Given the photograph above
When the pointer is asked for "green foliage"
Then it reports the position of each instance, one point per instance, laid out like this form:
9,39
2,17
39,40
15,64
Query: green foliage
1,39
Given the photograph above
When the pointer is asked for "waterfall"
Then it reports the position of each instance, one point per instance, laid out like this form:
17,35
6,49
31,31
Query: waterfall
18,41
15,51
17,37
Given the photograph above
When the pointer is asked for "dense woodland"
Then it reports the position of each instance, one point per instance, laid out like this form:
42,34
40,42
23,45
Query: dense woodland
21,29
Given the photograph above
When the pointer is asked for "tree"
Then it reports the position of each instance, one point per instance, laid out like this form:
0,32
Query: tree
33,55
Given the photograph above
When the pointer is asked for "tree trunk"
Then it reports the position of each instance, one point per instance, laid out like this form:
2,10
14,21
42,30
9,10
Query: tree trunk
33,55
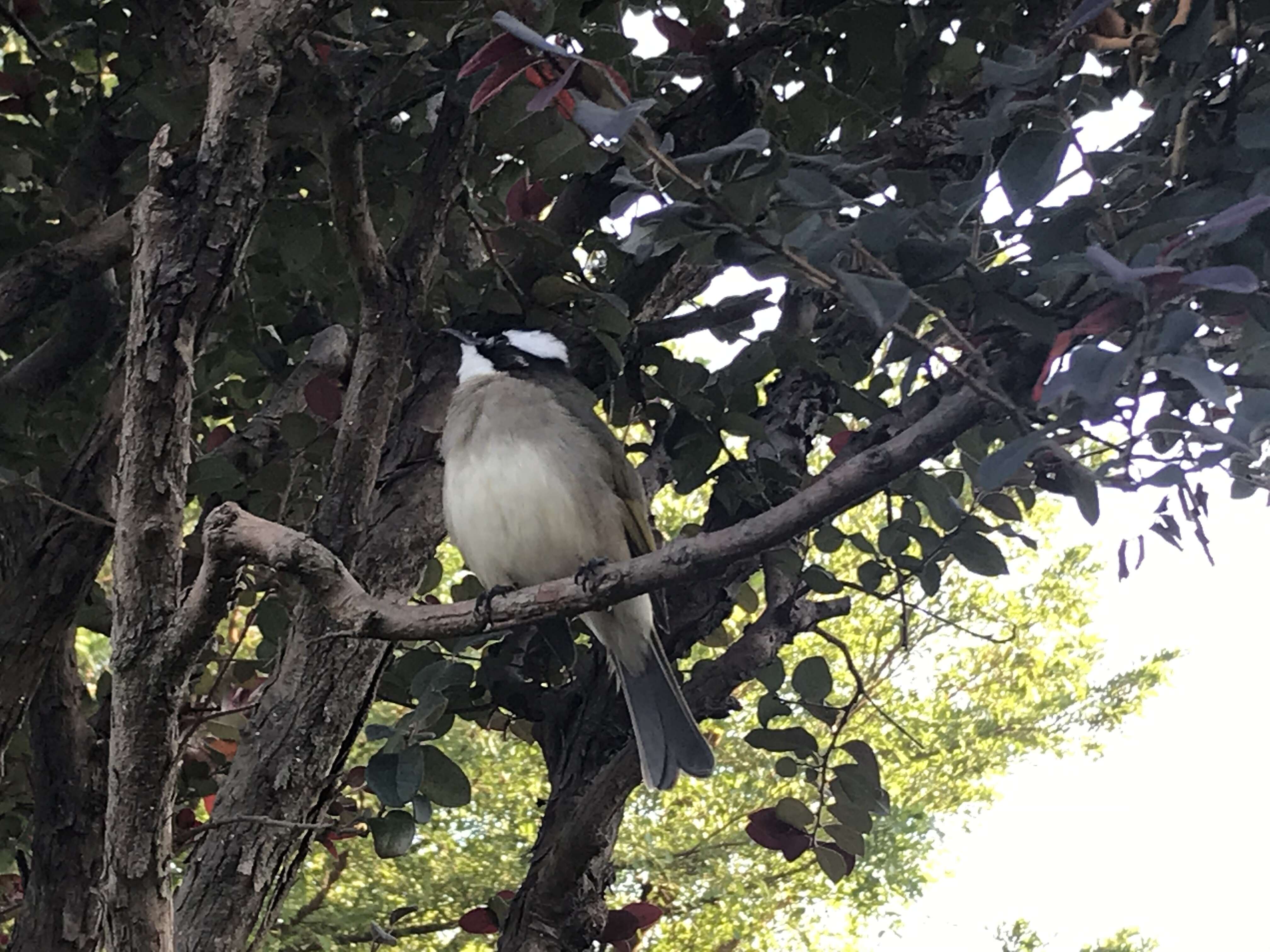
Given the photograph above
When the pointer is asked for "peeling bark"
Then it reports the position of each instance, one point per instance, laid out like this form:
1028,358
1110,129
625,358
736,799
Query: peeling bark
309,717
61,910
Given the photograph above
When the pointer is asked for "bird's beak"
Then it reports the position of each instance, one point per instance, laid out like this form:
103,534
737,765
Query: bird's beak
463,336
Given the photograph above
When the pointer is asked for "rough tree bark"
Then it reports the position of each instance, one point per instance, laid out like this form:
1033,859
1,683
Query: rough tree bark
289,758
61,908
191,225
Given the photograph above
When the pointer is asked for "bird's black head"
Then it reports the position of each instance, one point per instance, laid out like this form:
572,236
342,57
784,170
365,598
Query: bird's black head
513,352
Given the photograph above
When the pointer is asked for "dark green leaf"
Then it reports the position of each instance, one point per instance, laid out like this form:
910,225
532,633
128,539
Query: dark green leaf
832,862
977,554
821,581
393,833
1029,168
812,680
796,813
1001,506
783,740
444,781
872,574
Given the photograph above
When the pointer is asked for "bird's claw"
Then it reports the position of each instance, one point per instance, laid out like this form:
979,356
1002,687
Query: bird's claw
586,575
484,601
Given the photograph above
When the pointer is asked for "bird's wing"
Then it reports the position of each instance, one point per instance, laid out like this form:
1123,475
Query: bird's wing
621,477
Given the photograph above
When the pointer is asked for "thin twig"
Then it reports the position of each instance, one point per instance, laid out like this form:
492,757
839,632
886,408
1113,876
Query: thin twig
22,31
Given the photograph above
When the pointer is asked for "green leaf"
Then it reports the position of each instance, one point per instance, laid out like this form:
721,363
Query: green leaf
796,813
1029,168
444,781
828,540
1000,466
783,740
848,838
771,706
812,680
832,864
821,582
1001,506
431,578
851,817
872,574
393,833
863,544
771,676
977,554
746,598
214,475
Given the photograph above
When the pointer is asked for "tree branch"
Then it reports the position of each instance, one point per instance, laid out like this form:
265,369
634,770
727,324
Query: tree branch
233,534
45,275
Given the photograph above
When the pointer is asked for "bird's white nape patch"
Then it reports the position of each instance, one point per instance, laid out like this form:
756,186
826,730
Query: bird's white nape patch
473,364
539,343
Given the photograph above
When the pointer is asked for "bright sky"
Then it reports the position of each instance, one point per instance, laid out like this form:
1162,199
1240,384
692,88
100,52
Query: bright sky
1165,833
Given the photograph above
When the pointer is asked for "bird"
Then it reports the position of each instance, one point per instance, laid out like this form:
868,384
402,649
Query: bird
538,488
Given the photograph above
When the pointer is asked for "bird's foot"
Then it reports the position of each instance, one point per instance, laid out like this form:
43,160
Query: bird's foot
586,575
484,601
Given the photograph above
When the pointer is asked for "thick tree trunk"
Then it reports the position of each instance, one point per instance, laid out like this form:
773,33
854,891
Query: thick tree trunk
191,225
290,758
61,908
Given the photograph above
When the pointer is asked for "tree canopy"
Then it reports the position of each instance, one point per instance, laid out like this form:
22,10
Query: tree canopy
237,231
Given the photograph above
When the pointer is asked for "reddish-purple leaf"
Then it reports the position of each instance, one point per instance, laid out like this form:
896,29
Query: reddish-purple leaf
678,36
524,33
507,70
479,922
769,830
544,97
324,398
646,913
619,926
1228,277
495,51
526,201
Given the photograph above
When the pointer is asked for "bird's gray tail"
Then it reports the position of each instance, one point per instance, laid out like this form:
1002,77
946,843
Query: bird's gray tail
666,734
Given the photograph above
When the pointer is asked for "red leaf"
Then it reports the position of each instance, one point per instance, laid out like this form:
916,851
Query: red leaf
647,913
505,73
1101,320
678,36
541,75
707,36
324,398
216,437
479,922
619,926
526,201
496,50
769,830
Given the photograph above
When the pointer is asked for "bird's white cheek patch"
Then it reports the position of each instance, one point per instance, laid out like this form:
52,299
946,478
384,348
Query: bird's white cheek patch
473,364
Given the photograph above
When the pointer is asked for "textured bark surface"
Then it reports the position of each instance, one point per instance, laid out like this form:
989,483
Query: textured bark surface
191,226
295,747
61,910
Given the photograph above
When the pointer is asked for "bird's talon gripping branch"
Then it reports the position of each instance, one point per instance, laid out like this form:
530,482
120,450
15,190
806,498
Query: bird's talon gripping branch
586,575
484,602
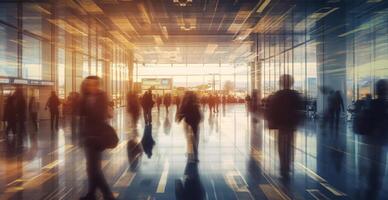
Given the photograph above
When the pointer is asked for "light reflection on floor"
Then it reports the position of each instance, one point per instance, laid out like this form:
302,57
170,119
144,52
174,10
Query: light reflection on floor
239,159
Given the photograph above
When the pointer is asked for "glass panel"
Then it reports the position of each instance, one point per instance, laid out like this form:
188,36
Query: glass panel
8,13
61,73
8,52
32,58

> DIRECTIVE
Find every line in the records that contains the word "claw" and copy each one.

> ANSWER FOR THE TASK
When the pointer is asked for "bird's claw"
Query: bird's claw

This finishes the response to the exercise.